* **Object location annotation data**:
** Start **
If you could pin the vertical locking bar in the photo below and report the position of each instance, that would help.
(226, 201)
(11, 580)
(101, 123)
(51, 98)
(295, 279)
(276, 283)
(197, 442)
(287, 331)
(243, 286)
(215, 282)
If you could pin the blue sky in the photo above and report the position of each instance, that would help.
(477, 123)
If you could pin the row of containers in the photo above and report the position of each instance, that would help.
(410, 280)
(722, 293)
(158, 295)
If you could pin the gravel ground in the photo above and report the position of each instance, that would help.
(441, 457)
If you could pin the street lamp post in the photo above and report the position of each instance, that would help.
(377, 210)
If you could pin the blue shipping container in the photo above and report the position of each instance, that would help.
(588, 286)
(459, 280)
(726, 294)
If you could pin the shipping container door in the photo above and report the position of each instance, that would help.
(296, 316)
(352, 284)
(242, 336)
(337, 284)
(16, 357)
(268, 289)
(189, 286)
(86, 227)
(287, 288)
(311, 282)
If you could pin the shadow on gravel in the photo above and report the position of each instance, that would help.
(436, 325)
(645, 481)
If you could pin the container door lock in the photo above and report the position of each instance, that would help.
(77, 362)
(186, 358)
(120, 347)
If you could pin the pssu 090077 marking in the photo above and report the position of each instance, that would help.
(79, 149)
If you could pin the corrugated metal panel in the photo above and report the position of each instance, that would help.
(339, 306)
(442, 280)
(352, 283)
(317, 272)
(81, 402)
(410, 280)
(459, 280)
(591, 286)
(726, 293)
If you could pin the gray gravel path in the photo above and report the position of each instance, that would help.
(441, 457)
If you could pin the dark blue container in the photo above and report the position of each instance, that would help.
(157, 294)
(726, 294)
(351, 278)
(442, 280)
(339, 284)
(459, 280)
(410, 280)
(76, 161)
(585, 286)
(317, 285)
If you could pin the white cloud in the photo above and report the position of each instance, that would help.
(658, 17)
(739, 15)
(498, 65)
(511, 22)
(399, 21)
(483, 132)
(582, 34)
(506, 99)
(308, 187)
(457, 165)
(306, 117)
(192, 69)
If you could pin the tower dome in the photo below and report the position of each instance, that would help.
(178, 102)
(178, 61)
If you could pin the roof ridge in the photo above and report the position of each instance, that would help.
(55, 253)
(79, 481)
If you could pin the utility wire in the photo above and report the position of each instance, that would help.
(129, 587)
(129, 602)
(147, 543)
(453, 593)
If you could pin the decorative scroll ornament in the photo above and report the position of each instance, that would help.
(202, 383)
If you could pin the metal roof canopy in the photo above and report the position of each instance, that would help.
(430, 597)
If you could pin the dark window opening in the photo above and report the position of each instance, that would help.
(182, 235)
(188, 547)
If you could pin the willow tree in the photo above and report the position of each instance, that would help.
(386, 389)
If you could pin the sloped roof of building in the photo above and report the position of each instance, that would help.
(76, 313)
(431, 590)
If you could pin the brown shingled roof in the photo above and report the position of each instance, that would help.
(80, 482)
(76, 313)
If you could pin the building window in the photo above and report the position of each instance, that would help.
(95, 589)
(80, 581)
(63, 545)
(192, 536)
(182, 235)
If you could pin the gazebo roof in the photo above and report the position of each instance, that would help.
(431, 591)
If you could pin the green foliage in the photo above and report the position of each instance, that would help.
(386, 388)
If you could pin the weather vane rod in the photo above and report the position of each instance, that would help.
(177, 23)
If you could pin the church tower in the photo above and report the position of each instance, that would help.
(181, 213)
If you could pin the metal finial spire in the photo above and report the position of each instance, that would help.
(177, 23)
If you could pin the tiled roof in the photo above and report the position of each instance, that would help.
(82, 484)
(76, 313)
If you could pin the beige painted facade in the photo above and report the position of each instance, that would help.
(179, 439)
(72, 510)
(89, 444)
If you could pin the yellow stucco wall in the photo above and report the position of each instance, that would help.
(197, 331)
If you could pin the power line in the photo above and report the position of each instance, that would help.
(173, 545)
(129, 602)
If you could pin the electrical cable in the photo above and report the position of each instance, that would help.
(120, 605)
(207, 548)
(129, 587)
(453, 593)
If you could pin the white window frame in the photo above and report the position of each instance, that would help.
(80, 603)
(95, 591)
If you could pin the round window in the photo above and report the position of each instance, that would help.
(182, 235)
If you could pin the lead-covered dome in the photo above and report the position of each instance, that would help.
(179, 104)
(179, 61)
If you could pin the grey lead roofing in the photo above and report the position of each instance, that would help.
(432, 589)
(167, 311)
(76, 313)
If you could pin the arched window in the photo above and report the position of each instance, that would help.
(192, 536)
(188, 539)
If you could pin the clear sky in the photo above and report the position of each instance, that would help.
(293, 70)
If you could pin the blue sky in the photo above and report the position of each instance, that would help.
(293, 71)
** End **
** Start **
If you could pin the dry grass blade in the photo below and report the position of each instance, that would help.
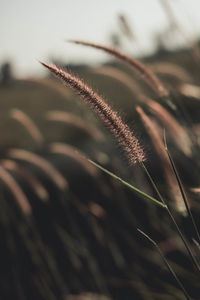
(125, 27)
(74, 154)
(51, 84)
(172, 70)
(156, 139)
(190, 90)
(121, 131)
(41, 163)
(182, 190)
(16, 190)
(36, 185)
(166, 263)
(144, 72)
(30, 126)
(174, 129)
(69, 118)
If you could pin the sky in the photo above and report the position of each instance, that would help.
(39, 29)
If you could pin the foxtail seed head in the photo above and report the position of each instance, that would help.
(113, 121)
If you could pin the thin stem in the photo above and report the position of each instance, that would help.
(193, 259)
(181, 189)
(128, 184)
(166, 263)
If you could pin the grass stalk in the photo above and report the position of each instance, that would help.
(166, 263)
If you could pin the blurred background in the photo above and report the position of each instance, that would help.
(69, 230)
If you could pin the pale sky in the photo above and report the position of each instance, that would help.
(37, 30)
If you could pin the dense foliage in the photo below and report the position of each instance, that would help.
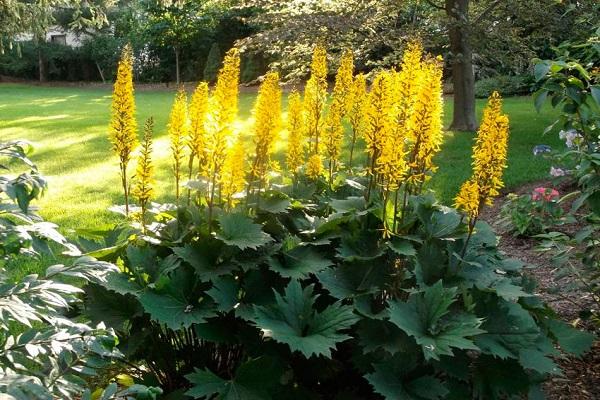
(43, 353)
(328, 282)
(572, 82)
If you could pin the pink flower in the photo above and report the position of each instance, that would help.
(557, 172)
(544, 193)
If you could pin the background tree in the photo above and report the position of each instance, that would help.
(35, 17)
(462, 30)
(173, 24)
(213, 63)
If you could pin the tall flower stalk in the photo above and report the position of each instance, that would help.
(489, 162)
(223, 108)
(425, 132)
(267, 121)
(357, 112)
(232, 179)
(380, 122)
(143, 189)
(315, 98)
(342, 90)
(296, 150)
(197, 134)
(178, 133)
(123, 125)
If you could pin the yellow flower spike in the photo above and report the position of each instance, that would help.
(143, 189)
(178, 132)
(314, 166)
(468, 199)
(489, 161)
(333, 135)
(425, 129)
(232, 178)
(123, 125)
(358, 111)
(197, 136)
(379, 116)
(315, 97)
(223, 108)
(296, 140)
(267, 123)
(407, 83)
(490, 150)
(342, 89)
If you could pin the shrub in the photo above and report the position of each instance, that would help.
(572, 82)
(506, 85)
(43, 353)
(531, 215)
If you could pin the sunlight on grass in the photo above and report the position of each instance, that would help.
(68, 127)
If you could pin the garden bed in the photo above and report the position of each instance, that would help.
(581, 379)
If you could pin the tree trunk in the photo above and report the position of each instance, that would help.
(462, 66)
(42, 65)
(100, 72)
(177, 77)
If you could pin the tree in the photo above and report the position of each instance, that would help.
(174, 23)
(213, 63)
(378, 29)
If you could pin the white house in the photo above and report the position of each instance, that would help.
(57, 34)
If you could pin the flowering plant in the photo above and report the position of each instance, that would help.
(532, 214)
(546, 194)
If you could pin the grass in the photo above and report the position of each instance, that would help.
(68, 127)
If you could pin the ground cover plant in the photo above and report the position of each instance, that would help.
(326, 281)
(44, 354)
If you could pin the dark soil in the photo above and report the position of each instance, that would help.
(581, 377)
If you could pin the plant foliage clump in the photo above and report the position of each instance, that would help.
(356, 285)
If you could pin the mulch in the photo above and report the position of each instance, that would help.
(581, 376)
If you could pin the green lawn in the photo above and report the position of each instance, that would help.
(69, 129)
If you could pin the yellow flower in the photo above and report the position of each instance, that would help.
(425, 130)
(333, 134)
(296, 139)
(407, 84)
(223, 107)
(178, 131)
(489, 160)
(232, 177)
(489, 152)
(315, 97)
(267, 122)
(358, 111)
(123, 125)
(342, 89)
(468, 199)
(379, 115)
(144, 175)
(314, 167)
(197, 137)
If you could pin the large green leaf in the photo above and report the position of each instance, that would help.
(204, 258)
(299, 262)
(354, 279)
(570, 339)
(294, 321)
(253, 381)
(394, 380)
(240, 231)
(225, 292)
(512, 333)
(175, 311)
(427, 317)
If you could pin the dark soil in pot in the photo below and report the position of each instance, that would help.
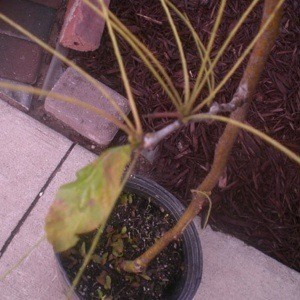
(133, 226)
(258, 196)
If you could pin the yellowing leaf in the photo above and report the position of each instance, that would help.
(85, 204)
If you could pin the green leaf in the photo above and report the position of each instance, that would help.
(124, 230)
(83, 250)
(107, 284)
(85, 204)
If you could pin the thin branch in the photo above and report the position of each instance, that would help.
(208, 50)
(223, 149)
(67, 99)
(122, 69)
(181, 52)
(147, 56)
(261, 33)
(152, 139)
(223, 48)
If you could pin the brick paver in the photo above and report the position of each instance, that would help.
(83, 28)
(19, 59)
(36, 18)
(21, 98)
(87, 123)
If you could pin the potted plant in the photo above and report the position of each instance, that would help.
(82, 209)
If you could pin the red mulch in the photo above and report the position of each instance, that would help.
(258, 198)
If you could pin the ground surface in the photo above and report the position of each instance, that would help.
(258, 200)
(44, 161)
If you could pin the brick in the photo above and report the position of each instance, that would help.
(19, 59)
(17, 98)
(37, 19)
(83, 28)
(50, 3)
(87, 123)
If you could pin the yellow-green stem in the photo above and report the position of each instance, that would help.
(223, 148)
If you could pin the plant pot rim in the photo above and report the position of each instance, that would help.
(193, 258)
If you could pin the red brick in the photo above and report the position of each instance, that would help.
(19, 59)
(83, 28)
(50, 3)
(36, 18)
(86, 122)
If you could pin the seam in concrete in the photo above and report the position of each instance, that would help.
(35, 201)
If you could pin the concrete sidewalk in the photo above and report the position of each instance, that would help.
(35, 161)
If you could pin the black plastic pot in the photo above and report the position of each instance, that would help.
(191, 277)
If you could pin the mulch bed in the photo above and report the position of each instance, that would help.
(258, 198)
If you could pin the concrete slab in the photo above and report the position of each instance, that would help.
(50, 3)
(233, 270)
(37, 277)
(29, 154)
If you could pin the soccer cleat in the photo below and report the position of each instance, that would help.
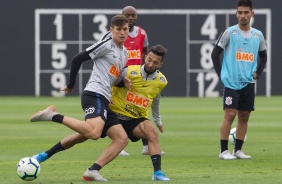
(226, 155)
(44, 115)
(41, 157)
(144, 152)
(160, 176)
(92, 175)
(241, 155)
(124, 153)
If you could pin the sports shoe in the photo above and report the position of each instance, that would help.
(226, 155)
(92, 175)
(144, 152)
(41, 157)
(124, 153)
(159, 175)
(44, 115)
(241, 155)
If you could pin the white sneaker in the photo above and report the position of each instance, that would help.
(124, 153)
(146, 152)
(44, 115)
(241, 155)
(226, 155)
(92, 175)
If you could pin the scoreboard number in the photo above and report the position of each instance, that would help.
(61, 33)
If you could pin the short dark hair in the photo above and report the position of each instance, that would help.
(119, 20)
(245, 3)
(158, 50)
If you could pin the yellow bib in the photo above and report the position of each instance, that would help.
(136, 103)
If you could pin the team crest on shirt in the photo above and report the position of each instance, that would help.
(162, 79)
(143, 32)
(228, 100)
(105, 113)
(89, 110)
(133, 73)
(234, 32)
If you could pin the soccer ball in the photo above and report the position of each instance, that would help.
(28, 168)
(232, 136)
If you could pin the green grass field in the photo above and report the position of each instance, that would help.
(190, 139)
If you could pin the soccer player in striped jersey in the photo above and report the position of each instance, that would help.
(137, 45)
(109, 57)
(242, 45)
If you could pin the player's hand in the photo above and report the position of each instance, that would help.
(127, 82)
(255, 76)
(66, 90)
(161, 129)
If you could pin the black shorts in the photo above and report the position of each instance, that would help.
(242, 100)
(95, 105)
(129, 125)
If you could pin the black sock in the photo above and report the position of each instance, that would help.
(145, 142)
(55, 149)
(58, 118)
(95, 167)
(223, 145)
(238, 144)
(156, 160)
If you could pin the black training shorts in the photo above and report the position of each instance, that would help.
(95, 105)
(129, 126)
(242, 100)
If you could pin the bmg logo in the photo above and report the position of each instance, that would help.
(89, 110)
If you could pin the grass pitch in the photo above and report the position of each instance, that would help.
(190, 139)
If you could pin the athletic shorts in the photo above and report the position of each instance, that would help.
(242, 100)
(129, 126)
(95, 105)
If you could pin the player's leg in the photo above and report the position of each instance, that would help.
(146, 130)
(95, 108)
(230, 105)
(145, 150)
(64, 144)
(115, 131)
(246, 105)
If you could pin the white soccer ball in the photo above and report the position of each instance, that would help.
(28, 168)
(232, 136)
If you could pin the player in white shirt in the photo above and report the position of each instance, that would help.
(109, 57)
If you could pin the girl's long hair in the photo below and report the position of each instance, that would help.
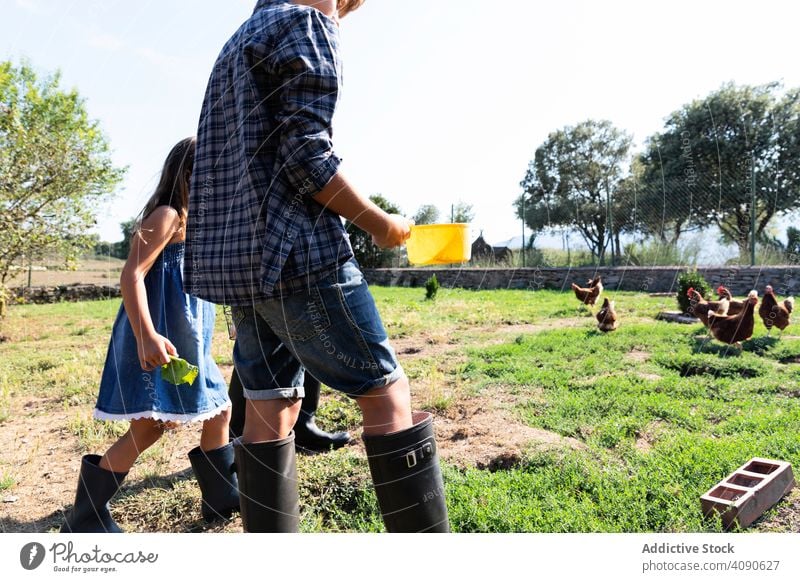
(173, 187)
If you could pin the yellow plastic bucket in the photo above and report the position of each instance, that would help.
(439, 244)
** End **
* **WHAT YOU NEED TO DO**:
How many lines in the records above contain the word "lead"? Case matters, and the reply should be only the number.

* **FINISHED EXERCISE**:
2